(Data extracted from a collection)
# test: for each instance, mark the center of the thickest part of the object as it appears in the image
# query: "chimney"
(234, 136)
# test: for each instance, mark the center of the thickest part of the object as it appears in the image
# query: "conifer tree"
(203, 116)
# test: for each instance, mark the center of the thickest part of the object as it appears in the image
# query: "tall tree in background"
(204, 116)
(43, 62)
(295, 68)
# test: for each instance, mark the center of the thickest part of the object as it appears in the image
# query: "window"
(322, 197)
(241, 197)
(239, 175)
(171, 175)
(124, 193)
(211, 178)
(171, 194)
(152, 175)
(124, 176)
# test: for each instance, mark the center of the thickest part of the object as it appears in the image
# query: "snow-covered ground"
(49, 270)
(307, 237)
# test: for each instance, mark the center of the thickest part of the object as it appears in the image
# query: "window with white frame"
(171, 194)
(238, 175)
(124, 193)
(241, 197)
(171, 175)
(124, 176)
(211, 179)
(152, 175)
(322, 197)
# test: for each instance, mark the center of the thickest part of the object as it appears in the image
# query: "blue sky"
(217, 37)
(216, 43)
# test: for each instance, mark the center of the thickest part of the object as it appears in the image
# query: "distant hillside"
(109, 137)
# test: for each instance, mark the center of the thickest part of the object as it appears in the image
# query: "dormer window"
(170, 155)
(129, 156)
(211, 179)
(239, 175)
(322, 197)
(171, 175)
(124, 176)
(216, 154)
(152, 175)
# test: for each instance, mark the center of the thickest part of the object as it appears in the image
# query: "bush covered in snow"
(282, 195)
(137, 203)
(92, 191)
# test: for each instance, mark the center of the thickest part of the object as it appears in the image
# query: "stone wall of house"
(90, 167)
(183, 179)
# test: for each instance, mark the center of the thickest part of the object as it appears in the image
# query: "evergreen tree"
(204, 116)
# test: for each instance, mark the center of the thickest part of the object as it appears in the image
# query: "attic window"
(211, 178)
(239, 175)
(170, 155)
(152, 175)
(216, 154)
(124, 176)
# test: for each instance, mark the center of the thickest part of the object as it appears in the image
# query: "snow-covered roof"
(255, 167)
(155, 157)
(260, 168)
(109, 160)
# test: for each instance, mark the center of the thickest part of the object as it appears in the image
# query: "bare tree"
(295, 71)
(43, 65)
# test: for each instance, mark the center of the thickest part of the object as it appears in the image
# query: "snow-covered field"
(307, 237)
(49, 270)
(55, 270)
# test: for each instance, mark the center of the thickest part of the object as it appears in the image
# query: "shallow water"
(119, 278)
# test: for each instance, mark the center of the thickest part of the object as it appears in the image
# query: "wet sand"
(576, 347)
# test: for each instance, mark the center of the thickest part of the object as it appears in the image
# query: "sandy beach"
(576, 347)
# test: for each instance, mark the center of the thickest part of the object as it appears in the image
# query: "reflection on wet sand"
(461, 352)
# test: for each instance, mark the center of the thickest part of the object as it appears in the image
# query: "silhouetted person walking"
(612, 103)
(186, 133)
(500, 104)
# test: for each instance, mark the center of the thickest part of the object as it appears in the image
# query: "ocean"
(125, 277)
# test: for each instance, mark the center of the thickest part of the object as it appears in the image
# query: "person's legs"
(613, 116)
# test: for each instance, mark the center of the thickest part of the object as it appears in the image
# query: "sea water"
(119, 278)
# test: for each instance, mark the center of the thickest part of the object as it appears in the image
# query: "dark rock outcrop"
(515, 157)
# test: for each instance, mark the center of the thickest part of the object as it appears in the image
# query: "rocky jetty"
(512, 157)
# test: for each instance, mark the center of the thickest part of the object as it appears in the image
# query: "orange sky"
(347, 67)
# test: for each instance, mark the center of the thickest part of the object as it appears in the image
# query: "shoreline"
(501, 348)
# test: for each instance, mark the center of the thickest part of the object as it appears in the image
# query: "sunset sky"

What this task involves: Each record above should be returned exactly as written.

Reply to the exercise:
# test: for each instance, mark the center of the thickest part of the object as it appears in the image
# query: "chimney"
(234, 136)
# test: for each instance, mark the center of the thickest part of the object as it appears in the image
# query: "conifer tree"
(203, 116)
# test: for each instance, mark the center of the thickest part of the object as it appears in the image
# query: "tall tree in background"
(204, 116)
(43, 62)
(295, 68)
# test: for each instance, mark the center of the thickest part of the object as it appears in the image
# query: "window"
(322, 197)
(241, 197)
(239, 175)
(171, 175)
(124, 193)
(211, 178)
(171, 194)
(152, 175)
(124, 176)
# test: for each instance, mark the center of the thickest part of the object as it appears in the image
# query: "snow-covered ground"
(49, 270)
(307, 237)
# test: for each instance, mark the center of the thickest part of the object as it appears in the image
# query: "window with white frame"
(171, 194)
(238, 175)
(124, 193)
(241, 197)
(171, 175)
(124, 176)
(211, 179)
(152, 175)
(322, 197)
# test: for each instance, mark the center of the thickest part of the object as it appears in the image
# query: "blue sky"
(217, 37)
(216, 43)
# test: for each instance, mark the center of the thickest part of the object as it appears in the image
# query: "distant hillside"
(109, 137)
# test: for each instance, mark the center of the thickest part of the object as it appears in the image
# query: "dormer window"
(170, 155)
(129, 156)
(211, 179)
(239, 175)
(322, 197)
(171, 175)
(124, 176)
(216, 154)
(152, 175)
# test: for each instance, mark the center of the thickest part of the object as it appears in the image
# query: "bush covered in snow"
(282, 195)
(137, 203)
(92, 191)
# test: for each instance, mark the center of the thickest part of the object as it appears in the image
# query: "stone wall of house"
(90, 167)
(183, 179)
# test: for each instance, mark the center of the thickest part of the object as it appears in the image
# query: "evergreen tree"
(204, 116)
# test: for each instance, mark the center of the thickest part of the object as it appears in the image
# query: "attic window"
(211, 178)
(239, 175)
(170, 155)
(152, 175)
(216, 154)
(124, 176)
# test: for each instance, mark the center of the thickest part of the object as it appears in the image
# query: "snow-covered roof"
(255, 167)
(155, 157)
(260, 168)
(109, 160)
# test: for each instance, mark the center of the thickest part of the object as it appears in the image
# query: "bare tree"
(295, 71)
(43, 65)
# test: for each instance, mark the center of the thickest part of the object as it appears in the image
# query: "snow-covered field"
(307, 237)
(49, 270)
(55, 270)
# test: for each instance, mark the center of the thickest part of the object as it appears in the image
# query: "shallow water"
(119, 278)
# test: for each instance, mark the center of the thickest part of the object as it appears in the image
# query: "wet sand"
(576, 347)
# test: for each instance, mark the center of the thickest part of the object as it appears in the image
# query: "sandy beach"
(576, 347)
# test: for each instance, mark the center of the thickest part of the object as it appears in the image
# query: "reflection on wet sand"
(461, 352)
# test: for each instance, mark the center of the thickest part of the object as it appears in the image
# query: "silhouetted person walking"
(612, 103)
(186, 133)
(500, 104)
# test: for each instance, mark the center of the thickest part of the object as it appears in the image
# query: "ocean"
(125, 277)
# test: for each instance, mark the center of the thickest part of the object as it appears in the image
# query: "person's legs"
(613, 116)
# test: for each instance, mark the center of the thickest part of the object as it appears in the image
# query: "sea water"
(119, 278)
# test: for each instance, mark the center of the thickest part of the object as it appears in the image
# query: "dark rock outcrop"
(515, 157)
# test: for each instance, mark the center of the thickest part of the object as it appears in the image
# query: "rocky jetty"
(512, 157)
# test: for each instance, mark the center of the thickest part of the object as it appears in the image
# query: "orange sky"
(347, 67)
# test: for each instance, mark the center of the thickest part of the object as it appears in the image
# query: "shoreline"
(501, 348)
# test: for each instance, mark the center of the thickest part of the object as it appears in the image
# query: "sunset sky"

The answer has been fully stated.